--- CONSIGNE ÉCRITE 1 ---
Répondez à ces questions d'après le texte à lire :
(a) Selon le message qui commence par « J'utilise aussi ce modèle-là », comment installe-t-on le SSD dans ce boîtier ?
(b) Quel modèle de MacBook Pro est cité dans la réponse de Locke qui commence par « xavax a dit » ?
(c) Dans le dernier message, sur quel site Locke conseille-t-il d'essayer d'acheter ?

━━ TEXTE À LIRE ━━

Tu as aussi celui-ci avec un interrupteur… https://www.amazon.fr/Inateck-Boîtier-externe-Compatible-Windows/dp/B00DW374W4?th=1

J'utilise aussi ce modèle-là… https://www.amazon.fr/Optimisé-compatible-Inateck-Boîtier-externe/dp/B00KW4T69A …pas de vis à installer, on glisse le SSD et on ferme.


----------



## xavax (18 Janvier 2018)

j'essaye de commander la nappe, mais je ne la trouve pas sur le store européen https://fr.ifixit.com/Store/Mac/MacBook-Pro-13-Inch-Unibody-Hard-Drive-Bracket/IF163-010-2 je peux commander sur ce store la quand meme ?


----------



## Locke (18 Janvier 2018)

xavax a dit:


> MacBook Pro (13-inch, Mid 2012)


Ce serait donc ce modèle là… https://everymac.com/systems/apple/...re-i5-2.5-13-mid-2012-unibody-usb3-specs.html

Si tu vas sur le site de chez MacWay, on trouve ceci… https://www.macway.com/fr/product/1...ple-macbook-pro-13-821-1480-a-2012-a1278.html …attention, ne t'emballe pas, il va falloir impérativement que tu téléphones et que l'on te confirme que cette nappe est bien compatible avec ton modèle. Sinon, on te donnera la bonne référence et le prix qui peut passer du simple au double, voir le triple. Eh oui, ce type de nappe SATA n'est pas bon marché.


----------



## xavax (18 Janvier 2018)

je vais essayer d'acheter sur le store US ifixit non ?


----------



## Locke (18 Janvier 2018)

xavax a dit:


> je vais essayer d'acheter sur le store US ifixit non ?


Essaye chez MacWay, beaucoup de membres passent par ce site que l'on connait depuis très longtemps.


----------

━━━
━━ LIGNES DE DONNÉES ━━

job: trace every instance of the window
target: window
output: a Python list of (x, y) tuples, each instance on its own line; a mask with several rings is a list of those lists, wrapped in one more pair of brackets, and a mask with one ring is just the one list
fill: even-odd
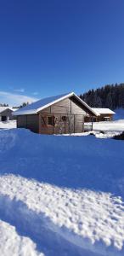
[(62, 121), (66, 121), (67, 120), (67, 116), (63, 115), (61, 119), (62, 119)]
[(54, 125), (54, 116), (48, 116), (48, 125)]

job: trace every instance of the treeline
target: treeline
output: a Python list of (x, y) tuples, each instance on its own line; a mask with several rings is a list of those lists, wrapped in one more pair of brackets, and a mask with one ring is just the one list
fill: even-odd
[(0, 107), (8, 107), (8, 104), (6, 104), (6, 103), (0, 103)]
[(124, 108), (124, 84), (90, 90), (80, 97), (92, 108)]

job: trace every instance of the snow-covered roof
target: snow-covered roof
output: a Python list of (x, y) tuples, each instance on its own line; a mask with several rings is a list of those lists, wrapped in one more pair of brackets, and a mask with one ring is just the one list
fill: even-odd
[(115, 114), (116, 113), (110, 108), (92, 108), (98, 114)]
[(5, 111), (6, 109), (10, 109), (12, 111), (17, 110), (17, 108), (13, 108), (13, 107), (0, 107), (0, 113)]
[(36, 102), (29, 104), (24, 108), (20, 108), (19, 110), (15, 111), (13, 115), (25, 115), (25, 114), (33, 114), (37, 113), (39, 111), (52, 106), (54, 103), (57, 103), (64, 99), (75, 96), (80, 104), (85, 107), (89, 112), (91, 112), (94, 115), (98, 115), (95, 111), (93, 111), (86, 102), (84, 102), (80, 97), (78, 97), (74, 92), (70, 92), (68, 94), (59, 95), (55, 96), (47, 97), (41, 99)]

━━━

--- CONSIGNE ÉCRITE 2 ---
Donnez sous forme de liste JSON de chaînes, une chaîne par ligne et sans les lignes vides, le passage des lignes de données qui va de leur début jusqu'à la ligne contenant "[(124, 108), (124, 84), (90, 90), (80, 97), (92, 108)]", cette dernière comprise. Laissez les images de côté dans votre réponse.

--- RÉSULTAT ATTENDU 1 ---
(a) Sans vis à installer : on glisse le SSD et on ferme.
(b) Le MacBook Pro (13-inch, Mid 2012).
(c) Chez MacWay.

--- RÉSULTAT ATTENDU 2 ---
[
  "job: trace every instance of the window",
  "target: window",
  "output: a Python list of (x, y) tuples, each instance on its own line; a mask with several rings is a list of those lists, wrapped in one more pair of brackets, and a mask with one ring is just the one list",
  "fill: even-odd",
  "[(62, 121), (66, 121), (67, 120), (67, 116), (63, 115), (61, 119), (62, 119)]",
  "[(54, 125), (54, 116), (48, 116), (48, 125)]",
  "job: trace every instance of the treeline",
  "target: treeline",
  "output: a Python list of (x, y) tuples, each instance on its own line; a mask with several rings is a list of those lists, wrapped in one more pair of brackets, and a mask with one ring is just the one list",
  "fill: even-odd",
  "[(0, 107), (8, 107), (8, 104), (6, 104), (6, 103), (0, 103)]",
  "[(124, 108), (124, 84), (90, 90), (80, 97), (92, 108)]"
]